*Some rows:*
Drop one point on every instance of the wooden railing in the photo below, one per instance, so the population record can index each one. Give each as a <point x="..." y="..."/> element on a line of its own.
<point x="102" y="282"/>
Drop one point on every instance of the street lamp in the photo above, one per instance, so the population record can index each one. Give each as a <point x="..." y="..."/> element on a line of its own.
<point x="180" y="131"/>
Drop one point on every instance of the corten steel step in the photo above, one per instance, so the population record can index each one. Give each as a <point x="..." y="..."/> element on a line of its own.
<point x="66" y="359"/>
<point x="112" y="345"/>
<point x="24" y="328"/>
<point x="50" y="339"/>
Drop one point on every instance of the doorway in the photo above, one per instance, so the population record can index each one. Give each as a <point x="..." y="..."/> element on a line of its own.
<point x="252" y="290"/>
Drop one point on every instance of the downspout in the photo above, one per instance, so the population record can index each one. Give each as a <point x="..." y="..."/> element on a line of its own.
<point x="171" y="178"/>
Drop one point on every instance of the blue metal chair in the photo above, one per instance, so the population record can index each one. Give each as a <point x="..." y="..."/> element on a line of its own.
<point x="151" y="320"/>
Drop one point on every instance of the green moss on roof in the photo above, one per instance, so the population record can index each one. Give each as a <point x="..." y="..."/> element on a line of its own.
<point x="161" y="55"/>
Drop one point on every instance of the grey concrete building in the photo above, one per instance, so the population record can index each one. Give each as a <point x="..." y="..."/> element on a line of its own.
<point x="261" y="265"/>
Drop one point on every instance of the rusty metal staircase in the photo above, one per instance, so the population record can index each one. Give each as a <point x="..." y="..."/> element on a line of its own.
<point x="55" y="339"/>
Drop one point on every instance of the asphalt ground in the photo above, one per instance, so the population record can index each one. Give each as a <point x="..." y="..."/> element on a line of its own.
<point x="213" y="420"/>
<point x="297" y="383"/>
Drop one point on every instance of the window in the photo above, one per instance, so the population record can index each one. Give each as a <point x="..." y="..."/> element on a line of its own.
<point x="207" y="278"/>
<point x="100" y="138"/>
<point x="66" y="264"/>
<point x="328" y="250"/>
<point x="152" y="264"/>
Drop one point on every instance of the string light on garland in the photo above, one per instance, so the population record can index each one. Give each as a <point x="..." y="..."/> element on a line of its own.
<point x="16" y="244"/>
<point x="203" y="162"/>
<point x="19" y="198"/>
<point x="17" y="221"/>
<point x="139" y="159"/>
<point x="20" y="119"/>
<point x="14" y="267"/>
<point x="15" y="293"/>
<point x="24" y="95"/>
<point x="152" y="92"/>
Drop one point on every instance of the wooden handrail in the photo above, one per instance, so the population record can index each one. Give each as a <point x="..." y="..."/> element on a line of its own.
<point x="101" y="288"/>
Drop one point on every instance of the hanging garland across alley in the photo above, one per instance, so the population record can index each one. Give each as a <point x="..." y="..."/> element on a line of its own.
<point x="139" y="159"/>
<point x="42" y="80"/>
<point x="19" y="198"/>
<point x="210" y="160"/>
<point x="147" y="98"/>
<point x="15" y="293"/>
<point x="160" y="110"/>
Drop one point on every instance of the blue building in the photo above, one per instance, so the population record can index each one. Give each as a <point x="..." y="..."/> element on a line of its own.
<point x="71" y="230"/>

==

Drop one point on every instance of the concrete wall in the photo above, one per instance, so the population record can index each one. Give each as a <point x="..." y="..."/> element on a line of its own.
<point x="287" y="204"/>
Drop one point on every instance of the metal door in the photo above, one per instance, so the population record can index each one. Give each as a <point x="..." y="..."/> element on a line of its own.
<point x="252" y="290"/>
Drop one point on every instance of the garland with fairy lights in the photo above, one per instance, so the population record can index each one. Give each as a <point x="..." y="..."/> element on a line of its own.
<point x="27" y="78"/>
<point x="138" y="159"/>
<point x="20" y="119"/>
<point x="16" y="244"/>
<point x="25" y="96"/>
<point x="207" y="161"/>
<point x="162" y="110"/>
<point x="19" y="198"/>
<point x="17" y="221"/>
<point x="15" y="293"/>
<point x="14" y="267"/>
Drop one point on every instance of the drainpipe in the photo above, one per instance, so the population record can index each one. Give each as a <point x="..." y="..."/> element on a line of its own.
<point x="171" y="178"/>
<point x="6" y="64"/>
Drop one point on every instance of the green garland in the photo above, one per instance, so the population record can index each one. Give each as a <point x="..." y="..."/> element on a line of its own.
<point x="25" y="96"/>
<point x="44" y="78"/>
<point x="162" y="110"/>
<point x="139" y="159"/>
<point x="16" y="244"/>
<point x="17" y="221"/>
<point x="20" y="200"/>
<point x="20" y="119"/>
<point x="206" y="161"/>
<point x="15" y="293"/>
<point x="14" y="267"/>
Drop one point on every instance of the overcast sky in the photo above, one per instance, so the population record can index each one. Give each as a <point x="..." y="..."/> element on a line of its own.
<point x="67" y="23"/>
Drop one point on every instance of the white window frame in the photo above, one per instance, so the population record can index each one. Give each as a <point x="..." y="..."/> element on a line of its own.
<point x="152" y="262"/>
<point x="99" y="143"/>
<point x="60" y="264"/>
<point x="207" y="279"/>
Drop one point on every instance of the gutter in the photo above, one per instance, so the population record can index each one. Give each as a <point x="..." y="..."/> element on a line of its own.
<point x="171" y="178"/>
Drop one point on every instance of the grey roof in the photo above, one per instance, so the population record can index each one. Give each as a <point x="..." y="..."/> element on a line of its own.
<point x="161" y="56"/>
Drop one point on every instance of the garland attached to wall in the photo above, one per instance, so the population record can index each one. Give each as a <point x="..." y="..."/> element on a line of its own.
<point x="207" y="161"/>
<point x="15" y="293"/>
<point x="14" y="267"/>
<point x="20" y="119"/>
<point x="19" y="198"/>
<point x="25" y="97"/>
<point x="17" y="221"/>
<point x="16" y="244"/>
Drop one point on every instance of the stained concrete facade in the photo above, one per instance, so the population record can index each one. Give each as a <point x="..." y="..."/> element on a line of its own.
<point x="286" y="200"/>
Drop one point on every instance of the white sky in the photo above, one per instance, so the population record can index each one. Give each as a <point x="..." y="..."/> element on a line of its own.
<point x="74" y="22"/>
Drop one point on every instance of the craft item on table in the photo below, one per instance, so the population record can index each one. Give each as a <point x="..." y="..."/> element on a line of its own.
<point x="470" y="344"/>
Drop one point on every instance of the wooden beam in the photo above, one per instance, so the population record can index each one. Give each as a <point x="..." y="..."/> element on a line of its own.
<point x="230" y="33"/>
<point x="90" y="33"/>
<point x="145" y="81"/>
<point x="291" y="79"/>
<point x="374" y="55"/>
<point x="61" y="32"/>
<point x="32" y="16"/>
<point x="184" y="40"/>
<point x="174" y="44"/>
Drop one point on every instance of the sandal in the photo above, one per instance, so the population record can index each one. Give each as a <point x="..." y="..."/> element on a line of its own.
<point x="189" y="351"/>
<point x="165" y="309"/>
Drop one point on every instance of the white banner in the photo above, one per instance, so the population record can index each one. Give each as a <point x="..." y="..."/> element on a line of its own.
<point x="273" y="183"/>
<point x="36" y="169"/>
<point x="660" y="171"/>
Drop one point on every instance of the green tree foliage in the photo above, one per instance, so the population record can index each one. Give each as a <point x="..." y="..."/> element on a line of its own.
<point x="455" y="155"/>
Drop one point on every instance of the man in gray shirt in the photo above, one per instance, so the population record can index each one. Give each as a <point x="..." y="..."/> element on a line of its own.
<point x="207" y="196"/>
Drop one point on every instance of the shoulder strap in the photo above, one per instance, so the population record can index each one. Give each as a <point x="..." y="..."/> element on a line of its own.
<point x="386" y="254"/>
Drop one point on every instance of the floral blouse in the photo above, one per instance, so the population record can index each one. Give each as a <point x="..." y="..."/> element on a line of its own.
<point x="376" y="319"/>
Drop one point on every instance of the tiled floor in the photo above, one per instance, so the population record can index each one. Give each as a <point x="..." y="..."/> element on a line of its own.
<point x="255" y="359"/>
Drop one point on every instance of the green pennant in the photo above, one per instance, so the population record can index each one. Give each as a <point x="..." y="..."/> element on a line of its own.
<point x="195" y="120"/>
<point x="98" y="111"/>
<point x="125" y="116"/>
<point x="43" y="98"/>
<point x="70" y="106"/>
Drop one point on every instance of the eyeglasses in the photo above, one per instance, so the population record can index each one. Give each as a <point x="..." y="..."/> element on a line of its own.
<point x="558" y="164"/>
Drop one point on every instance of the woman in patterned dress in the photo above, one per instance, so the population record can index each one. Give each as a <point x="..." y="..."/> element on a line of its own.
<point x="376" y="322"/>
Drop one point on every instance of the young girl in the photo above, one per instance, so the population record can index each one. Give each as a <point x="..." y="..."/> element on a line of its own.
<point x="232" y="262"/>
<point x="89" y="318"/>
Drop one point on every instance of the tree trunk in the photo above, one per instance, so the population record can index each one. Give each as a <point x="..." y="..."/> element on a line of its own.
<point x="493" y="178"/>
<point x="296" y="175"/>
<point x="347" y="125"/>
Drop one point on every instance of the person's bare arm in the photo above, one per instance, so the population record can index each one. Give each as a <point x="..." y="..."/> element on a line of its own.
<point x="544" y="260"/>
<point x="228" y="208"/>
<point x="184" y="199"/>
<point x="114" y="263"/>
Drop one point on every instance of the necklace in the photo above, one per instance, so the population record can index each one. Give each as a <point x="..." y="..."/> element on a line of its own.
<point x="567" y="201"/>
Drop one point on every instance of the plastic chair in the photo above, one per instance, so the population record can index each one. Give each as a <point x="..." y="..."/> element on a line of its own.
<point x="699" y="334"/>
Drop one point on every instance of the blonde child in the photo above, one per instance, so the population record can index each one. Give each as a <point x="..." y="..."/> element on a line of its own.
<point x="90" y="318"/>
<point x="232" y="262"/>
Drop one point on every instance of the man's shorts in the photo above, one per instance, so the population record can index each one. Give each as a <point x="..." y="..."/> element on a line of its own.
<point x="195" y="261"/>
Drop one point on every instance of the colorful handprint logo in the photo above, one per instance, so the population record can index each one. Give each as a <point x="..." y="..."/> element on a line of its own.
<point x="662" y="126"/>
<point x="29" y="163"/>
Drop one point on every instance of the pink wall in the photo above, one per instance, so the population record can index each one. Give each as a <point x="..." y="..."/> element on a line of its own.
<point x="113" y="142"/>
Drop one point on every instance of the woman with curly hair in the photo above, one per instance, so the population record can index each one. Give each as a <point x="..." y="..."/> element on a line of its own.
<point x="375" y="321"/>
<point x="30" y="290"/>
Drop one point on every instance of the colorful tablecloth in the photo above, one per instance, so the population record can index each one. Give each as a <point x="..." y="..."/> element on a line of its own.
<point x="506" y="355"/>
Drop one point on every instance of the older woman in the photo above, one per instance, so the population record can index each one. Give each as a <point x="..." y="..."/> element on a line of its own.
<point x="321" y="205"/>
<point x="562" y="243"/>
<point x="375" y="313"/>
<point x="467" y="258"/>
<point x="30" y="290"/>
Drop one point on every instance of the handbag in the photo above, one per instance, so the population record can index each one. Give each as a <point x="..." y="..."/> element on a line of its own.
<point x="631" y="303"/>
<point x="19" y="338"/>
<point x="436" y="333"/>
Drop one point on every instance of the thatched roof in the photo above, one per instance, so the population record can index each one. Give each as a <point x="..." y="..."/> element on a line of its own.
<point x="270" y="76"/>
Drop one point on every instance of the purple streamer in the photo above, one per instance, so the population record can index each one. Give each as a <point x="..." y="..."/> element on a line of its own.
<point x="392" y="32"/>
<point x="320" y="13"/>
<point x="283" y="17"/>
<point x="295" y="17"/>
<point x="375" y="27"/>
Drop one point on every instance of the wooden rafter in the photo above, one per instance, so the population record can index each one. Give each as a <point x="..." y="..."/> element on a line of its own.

*Problem to work on:* Could you copy the rows verbatim, beginning at the line containing "Drop one point on every instance of the thatched" and stopping after the line containing "Drop one point on every instance of the wooden rafter"?

*Response below:*
Drop one point on every instance of the thatched roof in the photo above, one per instance, so the population record can index each one. Give each as a <point x="..." y="..."/> element on a line of its own.
<point x="270" y="76"/>
Drop one point on every instance of the purple streamer in the photo above, one per instance, so the population record can index each one. Give each as a <point x="..." y="..."/> element on a line of its own.
<point x="392" y="32"/>
<point x="320" y="13"/>
<point x="283" y="17"/>
<point x="295" y="17"/>
<point x="375" y="27"/>
Drop one point on every instance of the wooden rafter in the photo above, one per instance, so the population record can index each one. Give each as a <point x="..." y="..."/> element on a line of its own.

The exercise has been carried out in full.